→ REQUIRED TASK 1: Rewrite the passage from "Whether item 23(c)" up to and including "of item 23(c).", with "Greater Johannesburg Transitional Metropolitan Council" replaced by "Transitional Metropolitan Council".

→ PASSAGE:
--- Start ---
The Court further held that the imposition of a levy by the first respondent on the second respondent in an amount equal to the budgeted surplus of the second respondent for the financial year ended 30 June 1997, and the use of that levy to meet the deficits in the budgets of the first respondent and two other of the first respondent's metropolitan substructures (the fourth and fifth respondents), could not be justified as "a grant or donation" under section 79(15)(i) of the Local Government Ordinance, as that had not been the decision which the council of the second respondent had taken. The council had considered the draft budget on the assumption that it fell within the powers of the first respondent to levy a contribution upon the second respondent for the purpose of subsidising itself and the fourth and fifth respondents. It was not known what the attitude of the members of the second respondent's council would have been had they been faced with a decision to make a donation or grant: That question was never before the council of the second respondent. Furthermore, the difference between the two was one of substance and not merely one of form.

Whether item 23(c) of Annexure A to Premier's Proclamation 35 of 1995 (Gauteng), which is the same as item 23(c) of Schedule 2 to the Local Government Transition Act 209 of 1993, is construed as a condition for raising a levy prescribed in the Local Government Transition Act by a competent authority as contemplated by section 178(2) of the interim Constitution, or as a power vested in the Greater Johannesburg Transitional Metropolitan Council independently of section 178(2), the "levy," held the court, has to comply with the provisions of item 23(c).
--- End ---
→ DATA EXCERPTS:
--- Start ---
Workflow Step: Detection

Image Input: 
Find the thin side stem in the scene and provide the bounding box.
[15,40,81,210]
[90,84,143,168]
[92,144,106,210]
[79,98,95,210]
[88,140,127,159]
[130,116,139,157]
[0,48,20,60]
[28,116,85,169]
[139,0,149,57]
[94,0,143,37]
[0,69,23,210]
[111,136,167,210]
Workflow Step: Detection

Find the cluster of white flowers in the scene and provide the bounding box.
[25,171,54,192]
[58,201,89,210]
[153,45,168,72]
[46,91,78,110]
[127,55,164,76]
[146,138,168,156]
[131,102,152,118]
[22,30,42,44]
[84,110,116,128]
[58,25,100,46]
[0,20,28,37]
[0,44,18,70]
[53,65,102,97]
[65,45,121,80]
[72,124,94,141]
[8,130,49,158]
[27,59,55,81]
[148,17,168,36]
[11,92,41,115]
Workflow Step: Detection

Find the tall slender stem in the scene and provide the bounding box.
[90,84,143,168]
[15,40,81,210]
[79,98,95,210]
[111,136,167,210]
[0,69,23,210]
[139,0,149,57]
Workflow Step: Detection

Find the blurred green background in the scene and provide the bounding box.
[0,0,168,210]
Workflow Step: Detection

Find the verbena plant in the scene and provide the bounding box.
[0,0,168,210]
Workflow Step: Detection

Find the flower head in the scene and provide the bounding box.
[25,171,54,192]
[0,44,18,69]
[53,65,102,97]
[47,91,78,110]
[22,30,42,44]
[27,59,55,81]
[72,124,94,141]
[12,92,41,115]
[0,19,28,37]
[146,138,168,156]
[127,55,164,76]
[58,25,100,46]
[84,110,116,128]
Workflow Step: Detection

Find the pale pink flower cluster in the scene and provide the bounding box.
--- End ---
→ REQUIRED TASK 2: Reproduce every detection row above, keeping the text of each row unchanged. Multiply every bounding-box coordinate in the answers by 1.45, and round each result to a whole number, with halves rounded up.

→ FULL ANSWER 1:
Whether item 23(c) of Annexure A to Premier's Proclamation 35 of 1995 (Gauteng), which is the same as item 23(c) of Schedule 2 to the Local Government Transition Act 209 of 1993, is construed as a condition for raising a levy prescribed in the Local Government Transition Act by a competent authority as contemplated by section 178(2) of the interim Constitution, or as a power vested in the Transitional Metropolitan Council independently of section 178(2), the "levy," held the court, has to comply with the provisions of item 23(c).

→ FULL ANSWER 2:
Workflow Step: Detection

Image Input: 
Find the thin side stem in the scene and provide the bounding box.
[22,58,117,305]
[131,122,207,244]
[133,209,154,305]
[115,142,138,305]
[128,203,184,231]
[189,168,202,228]
[0,70,29,87]
[41,168,123,245]
[202,0,216,83]
[136,0,207,54]
[0,100,33,305]
[161,197,242,305]
Workflow Step: Detection

Find the cluster of white flowers in the scene and provide the bounding box.
[36,248,78,278]
[84,291,129,305]
[222,65,244,104]
[67,132,113,160]
[184,80,238,110]
[212,200,244,226]
[190,148,220,171]
[32,44,61,64]
[122,160,168,186]
[84,36,145,67]
[0,29,41,54]
[0,64,26,102]
[77,94,148,141]
[94,65,175,116]
[104,180,136,204]
[12,189,71,229]
[39,86,80,117]
[215,25,244,52]
[16,133,59,167]
Workflow Step: Detection

Find the tall slender stem in the scene and provide the bounding box.
[131,122,207,244]
[22,58,117,305]
[115,142,138,305]
[161,197,242,305]
[0,100,33,305]
[202,0,216,83]
Workflow Step: Detection

Find the blurred green background in the scene and provide the bounding box.
[0,0,244,305]
Workflow Step: Detection

Find the verbena plant in the scene and provide the bounding box.
[0,0,244,305]
Workflow Step: Detection

Find the flower head in the scene and provide the bounding box.
[36,248,78,278]
[0,64,26,100]
[77,94,148,141]
[68,132,113,160]
[32,44,61,64]
[39,86,80,117]
[104,180,136,204]
[17,133,59,167]
[0,28,41,54]
[212,200,244,226]
[184,80,238,110]
[84,36,145,67]
[122,160,168,186]
Workflow Step: Detection

Find the pale pink flower cluster in the scene and provide the bounding box.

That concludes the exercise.